[BEGIN]

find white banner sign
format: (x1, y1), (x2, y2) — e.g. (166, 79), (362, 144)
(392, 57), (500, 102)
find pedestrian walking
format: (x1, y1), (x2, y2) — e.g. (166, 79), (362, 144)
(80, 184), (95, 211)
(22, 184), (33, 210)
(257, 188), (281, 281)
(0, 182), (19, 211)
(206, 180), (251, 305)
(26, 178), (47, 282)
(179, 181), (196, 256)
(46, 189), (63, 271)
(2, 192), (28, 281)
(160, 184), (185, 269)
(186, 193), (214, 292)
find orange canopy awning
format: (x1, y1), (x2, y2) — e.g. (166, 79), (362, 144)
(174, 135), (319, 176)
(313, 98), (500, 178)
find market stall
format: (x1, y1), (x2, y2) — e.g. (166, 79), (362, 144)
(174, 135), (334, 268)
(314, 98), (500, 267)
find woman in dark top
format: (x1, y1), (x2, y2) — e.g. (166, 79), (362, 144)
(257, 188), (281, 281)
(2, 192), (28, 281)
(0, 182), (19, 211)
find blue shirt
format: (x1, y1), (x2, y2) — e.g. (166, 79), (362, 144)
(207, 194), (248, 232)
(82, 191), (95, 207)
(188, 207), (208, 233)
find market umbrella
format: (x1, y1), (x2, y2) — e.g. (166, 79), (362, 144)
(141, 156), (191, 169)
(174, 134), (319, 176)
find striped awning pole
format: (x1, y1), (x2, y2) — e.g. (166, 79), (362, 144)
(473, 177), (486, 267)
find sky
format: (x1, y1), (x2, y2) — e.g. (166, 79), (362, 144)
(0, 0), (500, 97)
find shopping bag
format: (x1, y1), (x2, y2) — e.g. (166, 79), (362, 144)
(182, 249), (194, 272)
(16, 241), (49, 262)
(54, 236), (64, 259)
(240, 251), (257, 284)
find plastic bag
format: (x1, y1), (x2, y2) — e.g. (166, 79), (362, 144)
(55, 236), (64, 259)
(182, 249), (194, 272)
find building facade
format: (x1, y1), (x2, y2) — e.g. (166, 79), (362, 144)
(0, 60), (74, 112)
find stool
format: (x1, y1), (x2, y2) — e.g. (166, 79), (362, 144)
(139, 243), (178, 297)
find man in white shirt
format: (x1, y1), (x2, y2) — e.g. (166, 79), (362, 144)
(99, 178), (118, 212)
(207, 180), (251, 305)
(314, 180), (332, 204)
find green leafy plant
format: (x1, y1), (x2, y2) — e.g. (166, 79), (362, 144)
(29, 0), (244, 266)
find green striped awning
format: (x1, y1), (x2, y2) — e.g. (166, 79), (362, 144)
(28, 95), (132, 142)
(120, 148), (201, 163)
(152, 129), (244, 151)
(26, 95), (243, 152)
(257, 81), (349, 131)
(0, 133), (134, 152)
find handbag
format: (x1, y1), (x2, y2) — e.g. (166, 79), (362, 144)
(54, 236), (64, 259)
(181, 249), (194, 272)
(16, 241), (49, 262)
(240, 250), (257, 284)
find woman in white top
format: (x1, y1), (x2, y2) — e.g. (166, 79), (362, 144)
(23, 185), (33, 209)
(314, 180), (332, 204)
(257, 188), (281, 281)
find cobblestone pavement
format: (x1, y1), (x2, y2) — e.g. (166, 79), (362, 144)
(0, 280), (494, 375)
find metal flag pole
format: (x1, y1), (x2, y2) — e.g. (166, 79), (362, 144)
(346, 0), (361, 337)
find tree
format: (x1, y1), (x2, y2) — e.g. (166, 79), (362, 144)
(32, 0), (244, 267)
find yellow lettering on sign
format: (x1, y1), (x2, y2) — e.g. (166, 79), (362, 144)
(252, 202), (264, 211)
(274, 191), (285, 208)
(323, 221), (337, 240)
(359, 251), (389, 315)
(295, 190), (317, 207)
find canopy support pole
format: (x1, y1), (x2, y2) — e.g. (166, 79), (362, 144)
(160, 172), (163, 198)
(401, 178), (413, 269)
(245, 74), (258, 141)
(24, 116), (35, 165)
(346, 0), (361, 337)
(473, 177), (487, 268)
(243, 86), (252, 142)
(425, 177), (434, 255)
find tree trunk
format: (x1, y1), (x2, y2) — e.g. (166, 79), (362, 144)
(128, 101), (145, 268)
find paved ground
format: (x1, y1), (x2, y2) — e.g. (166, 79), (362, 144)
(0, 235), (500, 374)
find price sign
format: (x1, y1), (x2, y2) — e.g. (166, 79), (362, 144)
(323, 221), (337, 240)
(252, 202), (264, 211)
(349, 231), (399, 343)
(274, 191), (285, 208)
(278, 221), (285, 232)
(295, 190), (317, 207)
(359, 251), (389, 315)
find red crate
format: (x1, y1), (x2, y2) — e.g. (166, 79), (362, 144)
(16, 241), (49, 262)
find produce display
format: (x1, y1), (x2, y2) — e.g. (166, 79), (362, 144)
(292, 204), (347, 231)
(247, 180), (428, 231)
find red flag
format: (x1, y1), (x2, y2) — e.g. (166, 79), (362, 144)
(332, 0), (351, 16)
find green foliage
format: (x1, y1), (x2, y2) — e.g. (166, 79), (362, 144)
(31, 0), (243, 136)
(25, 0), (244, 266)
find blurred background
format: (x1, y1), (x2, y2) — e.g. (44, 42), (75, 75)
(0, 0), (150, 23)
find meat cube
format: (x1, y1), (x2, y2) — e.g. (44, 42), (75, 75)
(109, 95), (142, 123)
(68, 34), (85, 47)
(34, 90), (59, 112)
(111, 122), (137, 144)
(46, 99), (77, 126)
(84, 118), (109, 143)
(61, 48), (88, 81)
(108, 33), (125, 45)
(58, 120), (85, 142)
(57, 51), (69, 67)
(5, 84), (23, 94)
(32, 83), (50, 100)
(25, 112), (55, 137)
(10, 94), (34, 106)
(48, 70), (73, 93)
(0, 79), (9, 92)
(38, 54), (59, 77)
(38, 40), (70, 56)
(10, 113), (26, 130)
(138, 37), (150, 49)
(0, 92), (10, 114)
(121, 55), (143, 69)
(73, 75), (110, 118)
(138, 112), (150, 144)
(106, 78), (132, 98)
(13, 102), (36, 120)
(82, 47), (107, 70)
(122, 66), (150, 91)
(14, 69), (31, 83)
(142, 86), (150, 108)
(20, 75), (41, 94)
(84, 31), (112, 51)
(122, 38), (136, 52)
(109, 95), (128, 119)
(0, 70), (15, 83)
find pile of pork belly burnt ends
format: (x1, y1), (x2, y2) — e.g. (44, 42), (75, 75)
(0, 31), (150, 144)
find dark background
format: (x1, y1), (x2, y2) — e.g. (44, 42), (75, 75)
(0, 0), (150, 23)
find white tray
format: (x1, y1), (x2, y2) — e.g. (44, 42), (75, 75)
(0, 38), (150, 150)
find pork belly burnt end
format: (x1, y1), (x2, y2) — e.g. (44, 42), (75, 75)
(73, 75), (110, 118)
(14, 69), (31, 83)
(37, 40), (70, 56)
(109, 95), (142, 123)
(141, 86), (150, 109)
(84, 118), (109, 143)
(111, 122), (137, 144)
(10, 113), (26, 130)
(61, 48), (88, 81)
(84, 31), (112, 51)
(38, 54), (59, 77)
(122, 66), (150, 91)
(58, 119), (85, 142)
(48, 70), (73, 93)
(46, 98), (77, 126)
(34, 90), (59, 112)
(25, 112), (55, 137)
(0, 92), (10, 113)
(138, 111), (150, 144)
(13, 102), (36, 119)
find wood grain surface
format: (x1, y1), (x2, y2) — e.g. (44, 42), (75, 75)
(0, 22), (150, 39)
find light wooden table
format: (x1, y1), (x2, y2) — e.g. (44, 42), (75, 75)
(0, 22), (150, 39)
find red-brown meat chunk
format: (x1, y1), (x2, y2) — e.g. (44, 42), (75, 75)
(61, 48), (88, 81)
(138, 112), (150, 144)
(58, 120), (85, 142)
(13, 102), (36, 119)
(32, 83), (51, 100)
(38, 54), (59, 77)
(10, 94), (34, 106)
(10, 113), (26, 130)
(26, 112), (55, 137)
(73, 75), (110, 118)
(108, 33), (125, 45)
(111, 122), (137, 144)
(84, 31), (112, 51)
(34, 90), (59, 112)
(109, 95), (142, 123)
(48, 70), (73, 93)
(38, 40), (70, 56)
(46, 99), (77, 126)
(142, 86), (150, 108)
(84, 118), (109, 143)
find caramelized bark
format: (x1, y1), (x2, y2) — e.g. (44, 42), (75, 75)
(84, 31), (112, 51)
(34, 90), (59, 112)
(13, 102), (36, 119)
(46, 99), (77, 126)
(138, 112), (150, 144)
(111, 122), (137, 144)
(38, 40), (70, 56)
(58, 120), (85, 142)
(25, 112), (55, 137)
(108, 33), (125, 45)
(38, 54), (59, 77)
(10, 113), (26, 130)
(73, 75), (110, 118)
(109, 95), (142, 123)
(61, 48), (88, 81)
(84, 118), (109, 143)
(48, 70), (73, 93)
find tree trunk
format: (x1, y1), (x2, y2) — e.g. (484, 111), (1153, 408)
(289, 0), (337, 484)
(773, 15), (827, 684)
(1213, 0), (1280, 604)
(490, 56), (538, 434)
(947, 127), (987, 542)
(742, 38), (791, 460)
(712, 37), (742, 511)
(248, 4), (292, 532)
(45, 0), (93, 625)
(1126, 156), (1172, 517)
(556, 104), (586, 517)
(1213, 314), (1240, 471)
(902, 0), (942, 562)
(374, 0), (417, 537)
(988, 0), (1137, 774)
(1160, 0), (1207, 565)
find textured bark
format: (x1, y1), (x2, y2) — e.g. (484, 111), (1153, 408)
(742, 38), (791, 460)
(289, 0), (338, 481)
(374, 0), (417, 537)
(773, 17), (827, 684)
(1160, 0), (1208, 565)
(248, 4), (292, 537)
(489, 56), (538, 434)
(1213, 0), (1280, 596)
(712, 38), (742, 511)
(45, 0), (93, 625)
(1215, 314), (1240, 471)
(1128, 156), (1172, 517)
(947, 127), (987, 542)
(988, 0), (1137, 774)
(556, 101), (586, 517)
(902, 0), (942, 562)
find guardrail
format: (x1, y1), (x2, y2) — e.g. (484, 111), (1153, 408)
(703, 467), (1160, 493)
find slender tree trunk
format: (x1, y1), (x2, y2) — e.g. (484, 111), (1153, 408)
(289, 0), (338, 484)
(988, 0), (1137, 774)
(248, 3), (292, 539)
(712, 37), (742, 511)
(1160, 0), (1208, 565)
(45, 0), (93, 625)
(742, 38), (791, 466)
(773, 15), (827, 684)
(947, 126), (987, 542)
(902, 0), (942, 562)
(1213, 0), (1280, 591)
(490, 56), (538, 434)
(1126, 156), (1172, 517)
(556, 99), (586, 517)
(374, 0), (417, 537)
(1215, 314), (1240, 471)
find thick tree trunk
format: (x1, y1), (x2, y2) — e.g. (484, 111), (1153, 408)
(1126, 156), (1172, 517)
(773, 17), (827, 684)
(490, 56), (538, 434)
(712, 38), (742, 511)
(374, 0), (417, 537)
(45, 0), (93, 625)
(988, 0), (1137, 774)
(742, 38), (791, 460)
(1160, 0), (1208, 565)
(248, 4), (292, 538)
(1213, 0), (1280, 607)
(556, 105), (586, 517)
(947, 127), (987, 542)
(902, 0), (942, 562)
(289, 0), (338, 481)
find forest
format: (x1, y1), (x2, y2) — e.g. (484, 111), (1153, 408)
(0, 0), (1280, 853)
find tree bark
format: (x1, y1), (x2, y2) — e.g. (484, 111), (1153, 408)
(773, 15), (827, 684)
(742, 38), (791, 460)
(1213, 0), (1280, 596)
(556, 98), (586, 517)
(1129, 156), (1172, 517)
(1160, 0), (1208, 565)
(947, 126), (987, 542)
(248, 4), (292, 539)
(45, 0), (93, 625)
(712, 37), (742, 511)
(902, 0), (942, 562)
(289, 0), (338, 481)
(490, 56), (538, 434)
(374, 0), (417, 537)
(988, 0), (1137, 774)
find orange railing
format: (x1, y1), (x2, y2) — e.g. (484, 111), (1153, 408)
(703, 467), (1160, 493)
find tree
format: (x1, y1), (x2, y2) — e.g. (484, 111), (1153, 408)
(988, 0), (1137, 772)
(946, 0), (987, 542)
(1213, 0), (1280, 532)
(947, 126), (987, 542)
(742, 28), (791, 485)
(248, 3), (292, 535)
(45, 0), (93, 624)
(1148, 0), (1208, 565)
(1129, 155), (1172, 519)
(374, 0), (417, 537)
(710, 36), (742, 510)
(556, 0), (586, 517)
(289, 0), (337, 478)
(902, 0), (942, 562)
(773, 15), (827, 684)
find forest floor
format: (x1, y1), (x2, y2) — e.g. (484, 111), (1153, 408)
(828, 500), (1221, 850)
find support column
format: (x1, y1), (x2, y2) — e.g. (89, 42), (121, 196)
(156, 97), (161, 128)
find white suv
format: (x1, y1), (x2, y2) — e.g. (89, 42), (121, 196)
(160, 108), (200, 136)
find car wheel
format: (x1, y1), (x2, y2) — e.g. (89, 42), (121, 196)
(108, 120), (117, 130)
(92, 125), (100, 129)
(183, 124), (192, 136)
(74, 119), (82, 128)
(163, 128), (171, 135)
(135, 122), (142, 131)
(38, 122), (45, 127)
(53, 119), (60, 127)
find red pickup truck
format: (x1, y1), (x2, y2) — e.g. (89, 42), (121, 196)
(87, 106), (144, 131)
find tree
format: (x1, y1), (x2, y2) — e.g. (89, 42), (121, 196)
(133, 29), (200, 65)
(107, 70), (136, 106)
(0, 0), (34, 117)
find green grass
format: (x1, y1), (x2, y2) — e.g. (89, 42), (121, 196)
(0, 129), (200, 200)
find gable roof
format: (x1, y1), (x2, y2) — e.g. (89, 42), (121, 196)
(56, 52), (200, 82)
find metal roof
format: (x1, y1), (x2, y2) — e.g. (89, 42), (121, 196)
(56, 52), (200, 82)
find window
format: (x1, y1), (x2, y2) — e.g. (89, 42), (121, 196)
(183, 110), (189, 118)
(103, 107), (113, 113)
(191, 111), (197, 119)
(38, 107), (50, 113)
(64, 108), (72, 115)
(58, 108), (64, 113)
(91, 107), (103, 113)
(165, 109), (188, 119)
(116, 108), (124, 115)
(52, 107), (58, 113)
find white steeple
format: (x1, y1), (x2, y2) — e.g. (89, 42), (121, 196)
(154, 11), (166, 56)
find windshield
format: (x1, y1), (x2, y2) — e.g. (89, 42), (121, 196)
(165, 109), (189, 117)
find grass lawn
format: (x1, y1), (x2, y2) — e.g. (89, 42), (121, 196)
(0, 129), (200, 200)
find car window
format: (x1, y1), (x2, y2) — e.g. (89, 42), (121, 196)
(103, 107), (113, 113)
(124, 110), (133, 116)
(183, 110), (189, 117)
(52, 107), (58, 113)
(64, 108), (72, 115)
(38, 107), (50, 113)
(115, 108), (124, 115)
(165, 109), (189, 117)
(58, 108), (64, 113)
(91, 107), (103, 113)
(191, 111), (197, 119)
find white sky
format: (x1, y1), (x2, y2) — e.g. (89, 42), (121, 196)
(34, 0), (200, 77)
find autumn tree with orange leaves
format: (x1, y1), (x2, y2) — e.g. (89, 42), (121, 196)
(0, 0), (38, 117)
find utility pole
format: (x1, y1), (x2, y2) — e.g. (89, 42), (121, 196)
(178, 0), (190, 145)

[END]

> _Task statement_: Render the entries from their first line through the line containing "(392, 57), (500, 102)", both ends included, as a JSON list of strings with one string per line and blank lines omitted.

> _Response below_:
[
  "find white banner sign",
  "format: (x1, y1), (x2, y2) — e.g. (166, 79), (362, 144)",
  "(392, 57), (500, 102)"
]